*** Opening Provided passage ***

As you may have noticed CULTIZM received some items from a new Baracuta x Engineered Garments collaboration. We would like to share an interview with you, made from Baracuta with Daiki Suzuki, the founder of Engineered Garments.
In the blog posting we have published last week about Baracuta x EG, we gave you a sneak preview into the collection. It is only a sneak preview, because you have to try these items – their fitting, fabric and at least their stories.
DAIKI SUZUKI INTERVIEW
Daiki can you give us a brief introduction to your role? How did you move to America? How was your passion for fashion design born?
On a day to day, I manage our Nepenthes America office and do all the design work for our brands that are based in New York.
I started out as buyer for our Nepenthes stores from 1989 to 1999. I came to The U.S. in ‘89 when we started Nepenthes in Tokyo. We needed someone to live in the states to take care of finding new products and shipping them out. I always dreamed of a day when I could produce a clothing line of my own based on my knowledge and experience.
How did the Engineered Garments project come to life? As a designer and as a brand were there difficult moments? What did failures and unresolved projects teach you? (If ever occurred)
I started my own brand, because I felt that I had something I really wanted to create. Other than that, I do not really have any troubles.
Have you known WP for long? And how did you get in touch with them?
I was not at all that familiar with WP, until I was contacted by Andrea of WP in 2005 to design their Woolrich Woolen Mills line.
Have you covered roles for WP?
I designed for the brand Woolrich Woolen Mills for 11 seasons. I tried to bring back archived Woolrich patterns and put a new twisted idea on it for the market. This was especially the case during Fall & Winter seasons, where I would heavily use the washed wools and vintage jacquard patterns produced from Woolrich’s Pennsylvania mill.

*** Closing Provided passage ***
*** Opening Information given ***

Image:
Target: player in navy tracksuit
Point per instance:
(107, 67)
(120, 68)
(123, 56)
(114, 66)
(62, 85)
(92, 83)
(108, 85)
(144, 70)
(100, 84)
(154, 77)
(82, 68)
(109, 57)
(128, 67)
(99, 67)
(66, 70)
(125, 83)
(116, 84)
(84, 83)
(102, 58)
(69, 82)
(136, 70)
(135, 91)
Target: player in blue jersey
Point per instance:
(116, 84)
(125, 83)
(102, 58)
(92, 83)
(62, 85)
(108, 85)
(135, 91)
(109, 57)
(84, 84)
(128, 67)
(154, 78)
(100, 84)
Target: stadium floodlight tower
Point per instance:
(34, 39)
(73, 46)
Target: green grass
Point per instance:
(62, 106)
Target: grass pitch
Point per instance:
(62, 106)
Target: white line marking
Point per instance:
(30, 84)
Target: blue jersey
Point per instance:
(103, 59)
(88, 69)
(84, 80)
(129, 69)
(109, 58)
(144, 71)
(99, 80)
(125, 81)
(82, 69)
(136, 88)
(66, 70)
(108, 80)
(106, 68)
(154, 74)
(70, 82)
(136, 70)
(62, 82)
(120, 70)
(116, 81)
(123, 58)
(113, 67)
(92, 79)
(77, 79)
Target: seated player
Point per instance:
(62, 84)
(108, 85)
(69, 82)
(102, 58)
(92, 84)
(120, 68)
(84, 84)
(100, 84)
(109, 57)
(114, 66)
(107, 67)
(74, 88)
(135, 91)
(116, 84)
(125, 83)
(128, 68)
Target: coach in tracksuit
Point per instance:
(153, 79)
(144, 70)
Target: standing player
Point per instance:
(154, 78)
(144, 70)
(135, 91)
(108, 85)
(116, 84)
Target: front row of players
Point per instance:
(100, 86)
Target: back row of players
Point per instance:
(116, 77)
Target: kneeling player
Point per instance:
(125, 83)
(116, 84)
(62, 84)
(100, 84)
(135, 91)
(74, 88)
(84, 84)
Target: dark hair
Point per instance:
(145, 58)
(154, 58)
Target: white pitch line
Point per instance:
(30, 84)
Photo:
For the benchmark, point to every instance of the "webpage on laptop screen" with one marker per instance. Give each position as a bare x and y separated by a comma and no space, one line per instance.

*** Closing Information given ***

- Work instruction 1: Retype the passage of the Daiki Suzuki interview text from "On a day to" to "knowledge and experience.".
- Work instruction 2:
Using the Daiki Suzuki interview text, answer the following:
(a) During which years did Suzuki work as a buyer for the Nepenthes stores?
(b) Who contacted Suzuki in 2005, and what was he asked to design?
(c) For how many seasons did Suzuki design for Woolrich Woolen Mills?
- Work instruction 3: Carry on the Daiki Suzuki interview text from the point where it ends.

- Answer space 1:
On a day to day, I manage our Nepenthes America office and do all the design work for our brands that are based in New York.
I started out as buyer for our Nepenthes stores from 1989 to 1999. I came to The U.S. in ‘89 when we started Nepenthes in Tokyo. We needed someone to live in the states to take care of finding new products and shipping them out. I always dreamed of a day when I could produce a clothing line of my own based on my knowledge and experience.

- Answer space 2:
(a) From 1989 to 1999.
(b) Andrea of WP, who asked him to design the Woolrich Woolen Mills line.
(c) 11 seasons.

- Answer space 3:
What has your experience in the WP world left you?
It taught me how to work together with a large team on various projects.
WP is also the owner of the brand Baracuta, with which you collaborated. During your travels in America, is it true that it had another name, and that it was used by American golfers?
You may be referring to Four Climes. I do remember vividly, the first time I saw the Four Climes G9 at the store. It was in Cable Car Clothiers in San Francisco. I thought this was just a name that Baracuta came up with for American market during the 70’s. I’m not exactly sure how it happened.
What do you think about the brand Baracuta within the WP world ?
I believe WP has been introducing men’s classic styles from the beginning and Baracuta as a brand is great. One of men’s classic outerwear staples in the world.
How do you think Baracuta should approach the new world post Covid ?
No changes. Just stick to the Classic and add something new for the season.
Do you think that in a post-Covid world, as reported by many key figures, that for what concerns historical brands or historically inspired brands there could be a great return, where customers wish a timeless concept piece like Baracuta’s G9?
I am not so sure about this. Not just because of the Covid-19 situation. Men’s fashion has been changing so much recently and continues to do so. I believe everything gets more complicated and diverse.
We can say that Daiki Suzuki has, after his love for America, a great attention also for the Anglo-Saxon world, having collaborated for several times with Barbour which is another of the brands distributed by WP.
Yes, I love this brand, because I grew up with it and I was so honored to be able to collaborate with them.